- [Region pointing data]
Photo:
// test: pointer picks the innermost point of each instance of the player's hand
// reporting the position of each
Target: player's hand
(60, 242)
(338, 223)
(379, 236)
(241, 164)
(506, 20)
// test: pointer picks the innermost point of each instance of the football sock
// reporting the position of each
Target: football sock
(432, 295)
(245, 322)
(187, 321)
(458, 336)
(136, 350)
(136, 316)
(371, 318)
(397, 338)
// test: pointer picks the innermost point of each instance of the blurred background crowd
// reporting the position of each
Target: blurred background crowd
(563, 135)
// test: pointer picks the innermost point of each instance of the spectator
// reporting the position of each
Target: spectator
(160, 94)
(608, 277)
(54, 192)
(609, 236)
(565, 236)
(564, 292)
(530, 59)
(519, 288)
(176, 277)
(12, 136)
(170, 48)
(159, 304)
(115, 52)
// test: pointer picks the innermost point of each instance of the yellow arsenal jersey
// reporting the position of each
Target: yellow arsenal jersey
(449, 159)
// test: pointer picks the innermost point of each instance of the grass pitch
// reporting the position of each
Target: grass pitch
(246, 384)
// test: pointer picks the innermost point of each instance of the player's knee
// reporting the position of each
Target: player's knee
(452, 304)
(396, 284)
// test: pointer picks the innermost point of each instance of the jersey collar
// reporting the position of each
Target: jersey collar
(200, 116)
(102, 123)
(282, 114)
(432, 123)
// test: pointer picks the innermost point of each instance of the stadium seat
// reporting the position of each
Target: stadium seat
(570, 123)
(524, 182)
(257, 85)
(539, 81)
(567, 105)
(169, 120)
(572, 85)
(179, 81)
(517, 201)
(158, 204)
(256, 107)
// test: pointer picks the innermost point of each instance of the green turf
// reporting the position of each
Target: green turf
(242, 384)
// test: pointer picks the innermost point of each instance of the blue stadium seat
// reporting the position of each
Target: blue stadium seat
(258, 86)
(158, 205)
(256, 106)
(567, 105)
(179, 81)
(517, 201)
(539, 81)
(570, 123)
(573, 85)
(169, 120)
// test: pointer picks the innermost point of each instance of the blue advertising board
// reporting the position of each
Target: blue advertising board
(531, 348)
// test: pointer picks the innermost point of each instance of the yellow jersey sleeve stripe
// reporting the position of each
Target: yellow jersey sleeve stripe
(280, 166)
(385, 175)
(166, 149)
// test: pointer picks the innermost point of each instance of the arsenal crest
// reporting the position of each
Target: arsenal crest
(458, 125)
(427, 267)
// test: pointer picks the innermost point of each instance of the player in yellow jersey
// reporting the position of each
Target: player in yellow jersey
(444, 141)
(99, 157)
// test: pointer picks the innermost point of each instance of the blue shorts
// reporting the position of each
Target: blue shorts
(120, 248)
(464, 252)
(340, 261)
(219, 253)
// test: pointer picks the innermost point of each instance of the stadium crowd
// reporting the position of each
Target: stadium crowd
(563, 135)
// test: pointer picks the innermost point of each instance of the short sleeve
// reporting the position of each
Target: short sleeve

- [Work task]
Would you transcribe all of the data, keeping each line exact?

- [Answer space]
Photo:
// test: pointer picks the innermost point of each instance of the player's hand
// reporting the position of each
Target: player's hand
(60, 242)
(338, 223)
(379, 236)
(241, 164)
(506, 20)
// test: pointer picks the innermost point of each instance of the football sock
// reporting the position of each
Target: football sock
(432, 295)
(245, 322)
(187, 321)
(458, 336)
(136, 350)
(136, 316)
(371, 318)
(397, 338)
// test: pointer picks the innermost point of each instance of the blurred background crowd
// reporting the position of each
Target: blurred background crowd
(563, 135)
// test: pointer picks the innermost point of each instance of the spectator
// reporting the position of each
Target: spectator
(160, 94)
(608, 277)
(54, 192)
(609, 236)
(565, 236)
(564, 292)
(530, 59)
(519, 288)
(176, 277)
(12, 136)
(170, 48)
(159, 304)
(115, 52)
// test: pointer picks the innermost point of each instance of the yellow arsenal jersey
// reporting the position of each
Target: yellow arsenal jersey
(449, 159)
// test: pointer picks the innermost point of each instance of the grass pitch
// reporting the position of each
Target: grass pitch
(246, 384)
// test: pointer picks the innermost point of each instance of the player's knee
// reporting the position of each
Target: player's knee
(452, 304)
(396, 284)
// test: pointer picks the innermost point of each instance of the jersey collar
// reporting the position of each
Target: jersey collar
(200, 116)
(102, 123)
(282, 114)
(432, 123)
// test: pointer picks the innermost point of each instance of the stadium seat
// reporting the position of each
Target: stadium seat
(570, 123)
(524, 182)
(257, 85)
(539, 81)
(567, 105)
(169, 120)
(572, 85)
(179, 81)
(517, 201)
(158, 204)
(256, 107)
// test: pointer picks the innermost point of each instance of the green turf
// reporting the position of each
Target: green turf
(242, 384)
// test: pointer picks the innermost point of each instance of the blue stadium seat
// reporting the position of each
Target: blue stadium seat
(258, 86)
(158, 205)
(256, 106)
(567, 105)
(179, 81)
(517, 201)
(539, 81)
(570, 123)
(573, 85)
(169, 120)
// test: pointer picks the innermost point of each instance of the blue advertising board
// reporting the position of each
Target: blue advertising board
(531, 348)
// test: pointer picks the innermost point of each instance of the yellow jersey sleeve stripe
// reporting the position of each
Target: yellow jersey sleeve stripe
(280, 166)
(385, 175)
(166, 149)
// test: pointer picks the innermost point of each instance of the arsenal crest
// reporting the position of each
Target: arsenal crest
(458, 125)
(427, 267)
// test: pointer picks the innermost point of each instance of the player in yellow jersey
// reporting the position of each
Target: player in yellow jersey
(444, 141)
(99, 157)
// test: pointer picks the innermost point of each instance of the blue shorts
// reporting the position of each
Target: blue shorts
(120, 248)
(464, 252)
(340, 261)
(219, 253)
// test: pointer picks the innermost point of each instance of the stadium crowd
// reporting the position of each
Target: stadium crowd
(563, 135)
// test: pointer picks the innermost point of each instance of the short sleeve
// reporting the position of each
Target: short sleeve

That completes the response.